Records from a point labeling set:
- - - -

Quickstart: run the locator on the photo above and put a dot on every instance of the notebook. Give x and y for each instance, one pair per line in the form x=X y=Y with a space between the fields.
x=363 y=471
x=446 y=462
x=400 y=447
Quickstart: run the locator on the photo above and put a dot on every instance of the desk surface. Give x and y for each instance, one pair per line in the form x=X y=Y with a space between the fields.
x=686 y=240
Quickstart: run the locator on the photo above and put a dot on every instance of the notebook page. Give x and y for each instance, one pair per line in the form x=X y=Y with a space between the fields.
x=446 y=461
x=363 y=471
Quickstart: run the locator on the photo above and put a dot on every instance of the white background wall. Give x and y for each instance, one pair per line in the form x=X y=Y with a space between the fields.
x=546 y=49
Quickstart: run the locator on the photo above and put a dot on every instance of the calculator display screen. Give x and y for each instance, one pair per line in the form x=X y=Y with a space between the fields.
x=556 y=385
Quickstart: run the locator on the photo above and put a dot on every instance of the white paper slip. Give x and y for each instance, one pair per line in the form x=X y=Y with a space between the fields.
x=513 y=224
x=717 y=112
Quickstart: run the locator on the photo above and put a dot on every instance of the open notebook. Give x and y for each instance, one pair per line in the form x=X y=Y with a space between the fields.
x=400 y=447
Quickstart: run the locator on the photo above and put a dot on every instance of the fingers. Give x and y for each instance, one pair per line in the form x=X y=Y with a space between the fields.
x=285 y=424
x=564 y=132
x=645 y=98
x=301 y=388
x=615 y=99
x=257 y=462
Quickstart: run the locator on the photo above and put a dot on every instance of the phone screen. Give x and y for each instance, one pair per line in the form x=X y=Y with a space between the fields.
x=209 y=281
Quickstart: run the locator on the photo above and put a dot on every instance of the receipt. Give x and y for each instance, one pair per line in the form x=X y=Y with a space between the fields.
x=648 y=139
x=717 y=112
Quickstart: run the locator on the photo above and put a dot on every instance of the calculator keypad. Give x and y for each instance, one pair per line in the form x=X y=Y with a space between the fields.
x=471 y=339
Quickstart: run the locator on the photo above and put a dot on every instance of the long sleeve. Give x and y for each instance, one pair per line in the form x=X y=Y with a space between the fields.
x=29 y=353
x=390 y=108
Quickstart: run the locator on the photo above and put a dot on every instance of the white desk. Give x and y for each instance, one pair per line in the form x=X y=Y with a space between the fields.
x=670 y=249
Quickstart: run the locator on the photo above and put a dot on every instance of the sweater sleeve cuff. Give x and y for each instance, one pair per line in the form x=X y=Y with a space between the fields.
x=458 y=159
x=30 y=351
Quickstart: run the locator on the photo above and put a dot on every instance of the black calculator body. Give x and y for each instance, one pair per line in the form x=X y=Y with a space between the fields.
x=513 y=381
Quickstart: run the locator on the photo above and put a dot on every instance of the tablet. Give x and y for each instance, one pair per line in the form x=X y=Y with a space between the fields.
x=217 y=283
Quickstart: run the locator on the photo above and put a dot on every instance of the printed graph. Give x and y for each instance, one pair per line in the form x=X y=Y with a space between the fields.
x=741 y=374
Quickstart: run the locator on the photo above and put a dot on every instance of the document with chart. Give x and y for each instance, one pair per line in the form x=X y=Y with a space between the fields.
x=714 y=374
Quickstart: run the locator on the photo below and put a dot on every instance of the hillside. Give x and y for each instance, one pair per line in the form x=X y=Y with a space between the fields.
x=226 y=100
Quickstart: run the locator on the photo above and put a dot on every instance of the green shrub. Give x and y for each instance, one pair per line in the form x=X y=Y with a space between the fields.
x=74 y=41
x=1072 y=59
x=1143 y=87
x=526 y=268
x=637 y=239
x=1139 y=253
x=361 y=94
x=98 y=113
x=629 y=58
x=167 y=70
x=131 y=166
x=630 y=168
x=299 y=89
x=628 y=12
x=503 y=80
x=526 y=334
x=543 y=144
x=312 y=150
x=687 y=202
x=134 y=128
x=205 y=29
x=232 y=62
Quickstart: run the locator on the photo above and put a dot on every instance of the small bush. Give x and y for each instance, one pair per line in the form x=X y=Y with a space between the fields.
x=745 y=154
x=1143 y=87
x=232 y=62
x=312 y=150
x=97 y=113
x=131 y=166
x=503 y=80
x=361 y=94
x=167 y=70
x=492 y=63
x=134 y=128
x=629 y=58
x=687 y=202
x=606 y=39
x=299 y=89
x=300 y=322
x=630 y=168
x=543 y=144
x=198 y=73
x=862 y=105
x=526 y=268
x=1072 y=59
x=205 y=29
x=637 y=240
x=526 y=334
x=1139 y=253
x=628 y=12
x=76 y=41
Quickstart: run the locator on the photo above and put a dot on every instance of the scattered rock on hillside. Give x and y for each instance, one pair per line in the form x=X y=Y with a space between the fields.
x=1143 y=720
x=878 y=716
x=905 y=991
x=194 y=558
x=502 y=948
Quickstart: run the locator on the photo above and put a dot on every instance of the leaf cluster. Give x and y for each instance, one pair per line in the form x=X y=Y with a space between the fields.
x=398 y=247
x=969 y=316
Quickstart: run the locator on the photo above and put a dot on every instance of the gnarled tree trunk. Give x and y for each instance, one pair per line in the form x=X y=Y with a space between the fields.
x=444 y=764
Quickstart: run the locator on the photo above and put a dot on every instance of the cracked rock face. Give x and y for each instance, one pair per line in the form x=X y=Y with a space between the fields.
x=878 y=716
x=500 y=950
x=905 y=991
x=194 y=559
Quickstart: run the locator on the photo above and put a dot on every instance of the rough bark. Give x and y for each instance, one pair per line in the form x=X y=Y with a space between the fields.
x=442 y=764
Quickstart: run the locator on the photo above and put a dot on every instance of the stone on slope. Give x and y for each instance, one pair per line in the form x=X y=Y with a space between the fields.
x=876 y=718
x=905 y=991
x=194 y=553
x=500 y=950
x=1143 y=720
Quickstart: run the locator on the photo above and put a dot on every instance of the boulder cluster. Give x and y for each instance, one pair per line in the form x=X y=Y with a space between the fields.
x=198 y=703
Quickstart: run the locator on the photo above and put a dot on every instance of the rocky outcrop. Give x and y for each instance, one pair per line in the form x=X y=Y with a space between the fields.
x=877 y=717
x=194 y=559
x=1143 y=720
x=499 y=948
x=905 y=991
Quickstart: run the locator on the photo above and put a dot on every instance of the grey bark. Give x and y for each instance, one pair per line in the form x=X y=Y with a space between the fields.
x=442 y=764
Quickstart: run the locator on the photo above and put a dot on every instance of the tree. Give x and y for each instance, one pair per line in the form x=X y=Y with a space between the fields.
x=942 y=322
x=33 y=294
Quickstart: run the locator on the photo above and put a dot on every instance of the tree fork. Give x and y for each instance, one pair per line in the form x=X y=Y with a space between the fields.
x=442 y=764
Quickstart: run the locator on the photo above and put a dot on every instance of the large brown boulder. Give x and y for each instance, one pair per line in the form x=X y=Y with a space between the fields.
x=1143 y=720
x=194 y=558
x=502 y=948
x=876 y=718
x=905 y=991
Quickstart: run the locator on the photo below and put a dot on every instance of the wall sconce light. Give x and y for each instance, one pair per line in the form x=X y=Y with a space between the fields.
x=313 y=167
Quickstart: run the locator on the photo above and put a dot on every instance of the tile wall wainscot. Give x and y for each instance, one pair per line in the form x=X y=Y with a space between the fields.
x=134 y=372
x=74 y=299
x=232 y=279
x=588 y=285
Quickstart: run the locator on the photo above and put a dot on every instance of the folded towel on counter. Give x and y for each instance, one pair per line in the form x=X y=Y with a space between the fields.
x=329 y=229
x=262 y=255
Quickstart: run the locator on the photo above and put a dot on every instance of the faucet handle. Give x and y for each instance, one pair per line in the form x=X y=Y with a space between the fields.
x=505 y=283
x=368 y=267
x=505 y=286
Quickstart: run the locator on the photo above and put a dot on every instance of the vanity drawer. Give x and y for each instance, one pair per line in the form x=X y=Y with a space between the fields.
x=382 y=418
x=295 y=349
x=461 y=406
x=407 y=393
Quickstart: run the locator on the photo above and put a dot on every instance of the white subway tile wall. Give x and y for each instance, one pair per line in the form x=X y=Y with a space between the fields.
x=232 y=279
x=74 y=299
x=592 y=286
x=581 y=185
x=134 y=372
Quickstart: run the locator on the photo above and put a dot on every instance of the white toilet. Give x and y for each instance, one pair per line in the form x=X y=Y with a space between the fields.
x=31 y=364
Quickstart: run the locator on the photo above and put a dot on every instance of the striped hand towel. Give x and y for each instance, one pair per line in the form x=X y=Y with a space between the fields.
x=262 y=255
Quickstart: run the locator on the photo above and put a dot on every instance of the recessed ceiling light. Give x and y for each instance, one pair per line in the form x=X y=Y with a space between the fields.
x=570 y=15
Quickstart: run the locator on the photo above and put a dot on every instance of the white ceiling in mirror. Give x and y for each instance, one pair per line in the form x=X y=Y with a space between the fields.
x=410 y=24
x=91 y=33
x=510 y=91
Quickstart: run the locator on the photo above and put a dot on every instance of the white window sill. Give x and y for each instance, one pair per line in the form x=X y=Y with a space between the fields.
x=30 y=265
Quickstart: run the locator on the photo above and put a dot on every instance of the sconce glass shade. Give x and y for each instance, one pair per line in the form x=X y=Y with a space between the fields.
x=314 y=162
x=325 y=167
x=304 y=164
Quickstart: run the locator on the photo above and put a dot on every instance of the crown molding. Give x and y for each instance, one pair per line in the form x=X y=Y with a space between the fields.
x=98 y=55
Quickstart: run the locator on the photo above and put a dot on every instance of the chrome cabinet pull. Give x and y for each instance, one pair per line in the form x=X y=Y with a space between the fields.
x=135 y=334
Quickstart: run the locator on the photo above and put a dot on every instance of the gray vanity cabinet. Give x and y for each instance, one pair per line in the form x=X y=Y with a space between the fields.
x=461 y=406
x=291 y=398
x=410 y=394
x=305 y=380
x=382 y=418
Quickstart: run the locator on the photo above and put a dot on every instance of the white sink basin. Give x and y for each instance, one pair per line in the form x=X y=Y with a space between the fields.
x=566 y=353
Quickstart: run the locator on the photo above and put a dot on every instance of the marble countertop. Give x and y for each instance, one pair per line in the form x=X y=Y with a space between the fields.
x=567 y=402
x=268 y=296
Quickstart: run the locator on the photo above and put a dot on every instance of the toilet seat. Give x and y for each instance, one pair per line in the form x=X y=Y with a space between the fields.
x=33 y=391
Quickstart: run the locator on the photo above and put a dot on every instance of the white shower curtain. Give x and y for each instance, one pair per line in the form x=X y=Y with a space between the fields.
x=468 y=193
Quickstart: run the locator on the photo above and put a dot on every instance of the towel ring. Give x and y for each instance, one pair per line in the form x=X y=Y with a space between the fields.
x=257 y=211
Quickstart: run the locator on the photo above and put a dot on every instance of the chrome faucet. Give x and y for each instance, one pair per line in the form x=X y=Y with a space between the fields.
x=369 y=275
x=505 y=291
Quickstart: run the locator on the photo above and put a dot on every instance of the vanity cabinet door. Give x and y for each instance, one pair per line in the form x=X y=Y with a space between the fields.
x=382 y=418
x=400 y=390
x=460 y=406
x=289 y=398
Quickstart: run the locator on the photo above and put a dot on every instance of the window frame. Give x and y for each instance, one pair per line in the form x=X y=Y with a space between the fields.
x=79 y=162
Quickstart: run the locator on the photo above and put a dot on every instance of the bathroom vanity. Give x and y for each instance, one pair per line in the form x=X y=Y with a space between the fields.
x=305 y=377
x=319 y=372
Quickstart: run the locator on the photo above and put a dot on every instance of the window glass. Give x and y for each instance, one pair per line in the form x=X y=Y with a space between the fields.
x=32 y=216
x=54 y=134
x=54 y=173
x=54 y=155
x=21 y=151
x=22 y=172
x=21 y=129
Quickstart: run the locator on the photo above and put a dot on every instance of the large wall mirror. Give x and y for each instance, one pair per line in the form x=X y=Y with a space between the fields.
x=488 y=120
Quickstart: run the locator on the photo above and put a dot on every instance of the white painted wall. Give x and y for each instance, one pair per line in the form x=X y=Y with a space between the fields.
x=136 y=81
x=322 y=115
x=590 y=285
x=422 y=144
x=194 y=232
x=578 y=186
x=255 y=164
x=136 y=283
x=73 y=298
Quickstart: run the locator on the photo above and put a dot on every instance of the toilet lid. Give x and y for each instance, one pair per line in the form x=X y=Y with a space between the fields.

- - - -

- [TASK INSTRUCTIONS] Output exactly the lines above, from the one holding "the window frame." through the end of the data, including the first and last.

- [COMPLETE OUTPUT]
Quickstart: run the locator on the photo above and put a dot on every instance of the window frame. Give x and y for each instance, one pair per line in the form x=X y=Y with a space between the fields.
x=79 y=162
Quickstart: run the locator on the photo above and put a dot on every instance of the bathroom vanity. Give x and y for each instance, one pair per line in the form x=X y=Y with a space between the fields.
x=305 y=377
x=319 y=372
Quickstart: run the locator on the photo above and put a dot on every instance of the window glass. Give x and y for each instance, one pair per line in the form x=X y=Y with a space between the fields.
x=32 y=216
x=54 y=134
x=54 y=173
x=54 y=155
x=21 y=151
x=22 y=172
x=21 y=129
Quickstart: run the locator on the photo above and put a dot on every instance of the large wall mirror. Give x and y for each instance, one pair per line in the form x=X y=Y with a space between the fields.
x=488 y=120
Quickstart: run the locator on the photo above and put a dot on every instance of the white painted wall. Give x and y for each instance, one pair per line in the form x=X y=Y with a space between the fields.
x=136 y=81
x=322 y=115
x=590 y=285
x=422 y=144
x=194 y=232
x=578 y=186
x=255 y=164
x=136 y=283
x=73 y=298
Quickstart: run the locator on the photo above and put a dot on every instance of the toilet lid. Give x and y for each instance, one pair per line in the form x=X y=Y with a space between the fields.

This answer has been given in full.